| KUTIPAN SUMBER |
INFODEWATANEWS.COM, BADUNG - Bali bukan sekadar pulau yang indah oleh pesona alamnya, tetapi juga kaya akan taksu spiritual dan warisan budaya leluhur yang penuh makna. Di setiap sudut tanahnya, hidup tradisi-tradisi suci yang menjadi cerminan hubungan manusia dengan alam semesta dan Sang Pencipta. Salah satunya adalah Tradisi Mebuug-buugan, sebuah ritual penyucian diri yang dilaksanakan oleh masyarakat Desa Adat Kedonganan, Kecamatan Kuta, Kabupaten Badung, setiap tahun sehari setelah Hari Raya Nyepi, pada Ngembak Geni.
Tradisi ini bukan sekadar permainan atau perayaan, melainkan simbol mendalam dari kebersihan jiwa, kerendahan hati, dan penyatuan manusia dengan unsur alam. Dalam lumpur yang menyelimuti tubuh, tersimpan pesan religius bahwa manusia sejatinya lahir dari tanah, hidup di atas tanah, dan kelak akan kembali menyatu dengan tanah.
Makna dan Filosofi Suci
Secara etimologis, kata “Mebuug-buugan” berasal dari kata “buug” yang berarti tanah atau lumpur. Secara simbolik, lumpur diartikan sebagai kekotoran yang menempel pada diri manusia, baik secara fisik maupun spiritual. Melalui ritual ini, masyarakat Kedonganan mengekspresikan proses pembersihan diri dari hal-hal negatif seperti amarah, iri hati, dan keserakahan, agar dapat kembali suci setelah melewati masa penyepian pada Hari Nyepi.

| DAFTAR TUGAS |
(1) Menurut teks tentang Tradisi Mebuug-buugan, untuk apa masyarakat Kedonganan membersihkan diri lewat ritual ini? Jelaskan dalam satu sampai tiga kalimat.
(2) Dalam teks tentang Tradisi Mebuug-buugan, apa arti kata "buug"?
(3) Salin persis bagian teks tentang Tradisi Mebuug-buugan yang diawali dengan kata-kata "INFODEWATANEWS.COM, BADUNG - Bali" dan diakhiri dengan "pada Ngembak Geni.".

| DATA TEREKAM |

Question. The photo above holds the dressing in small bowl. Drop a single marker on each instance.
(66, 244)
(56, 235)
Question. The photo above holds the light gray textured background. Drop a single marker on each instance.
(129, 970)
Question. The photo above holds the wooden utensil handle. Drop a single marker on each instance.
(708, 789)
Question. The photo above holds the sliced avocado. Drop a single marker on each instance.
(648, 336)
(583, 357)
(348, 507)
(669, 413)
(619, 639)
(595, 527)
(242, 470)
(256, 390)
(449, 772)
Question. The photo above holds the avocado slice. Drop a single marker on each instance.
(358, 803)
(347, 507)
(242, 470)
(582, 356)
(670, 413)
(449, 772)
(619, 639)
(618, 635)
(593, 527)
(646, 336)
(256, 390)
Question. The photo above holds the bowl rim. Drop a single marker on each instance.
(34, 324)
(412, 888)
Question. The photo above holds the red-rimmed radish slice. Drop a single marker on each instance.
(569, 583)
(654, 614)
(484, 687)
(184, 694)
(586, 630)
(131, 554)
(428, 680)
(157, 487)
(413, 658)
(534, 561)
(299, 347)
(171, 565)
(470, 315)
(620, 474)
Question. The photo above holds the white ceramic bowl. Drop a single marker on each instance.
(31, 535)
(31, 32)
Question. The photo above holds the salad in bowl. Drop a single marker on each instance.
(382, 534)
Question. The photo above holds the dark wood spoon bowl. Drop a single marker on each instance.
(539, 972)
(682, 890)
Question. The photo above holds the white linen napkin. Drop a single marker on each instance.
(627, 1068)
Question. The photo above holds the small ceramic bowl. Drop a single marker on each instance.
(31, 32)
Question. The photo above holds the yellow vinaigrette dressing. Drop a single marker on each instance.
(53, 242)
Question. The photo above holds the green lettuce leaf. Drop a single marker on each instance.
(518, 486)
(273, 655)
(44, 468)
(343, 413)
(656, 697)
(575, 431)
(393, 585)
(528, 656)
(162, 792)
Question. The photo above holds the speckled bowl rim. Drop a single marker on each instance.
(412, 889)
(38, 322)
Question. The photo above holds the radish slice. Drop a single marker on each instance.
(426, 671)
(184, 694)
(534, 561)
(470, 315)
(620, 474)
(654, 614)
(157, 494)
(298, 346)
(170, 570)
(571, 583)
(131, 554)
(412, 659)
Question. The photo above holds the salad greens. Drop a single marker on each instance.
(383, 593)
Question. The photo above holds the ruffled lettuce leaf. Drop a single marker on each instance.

| JAWABAN TUGAS |
(1) Masyarakat Kedonganan membersihkan diri dari hal-hal negatif seperti amarah, iri hati, dan keserakahan. Lumpur melambangkan kekotoran yang menempel pada diri manusia, baik secara fisik maupun spiritual. Pembersihan ini dilakukan agar mereka dapat kembali suci setelah melewati masa penyepian pada Hari Nyepi.

(2) Tanah atau lumpur.

(3)
INFODEWATANEWS.COM, BADUNG - Bali bukan sekadar pulau yang indah oleh pesona alamnya, tetapi juga kaya akan taksu spiritual dan warisan budaya leluhur yang penuh makna. Di setiap sudut tanahnya, hidup tradisi-tradisi suci yang menjadi cerminan hubungan manusia dengan alam semesta dan Sang Pencipta. Salah satunya adalah Tradisi Mebuug-buugan, sebuah ritual penyucian diri yang dilaksanakan oleh masyarakat Desa Adat Kedonganan, Kecamatan Kuta, Kabupaten Badung, setiap tahun sehari setelah Hari Raya Nyepi, pada Ngembak Geni.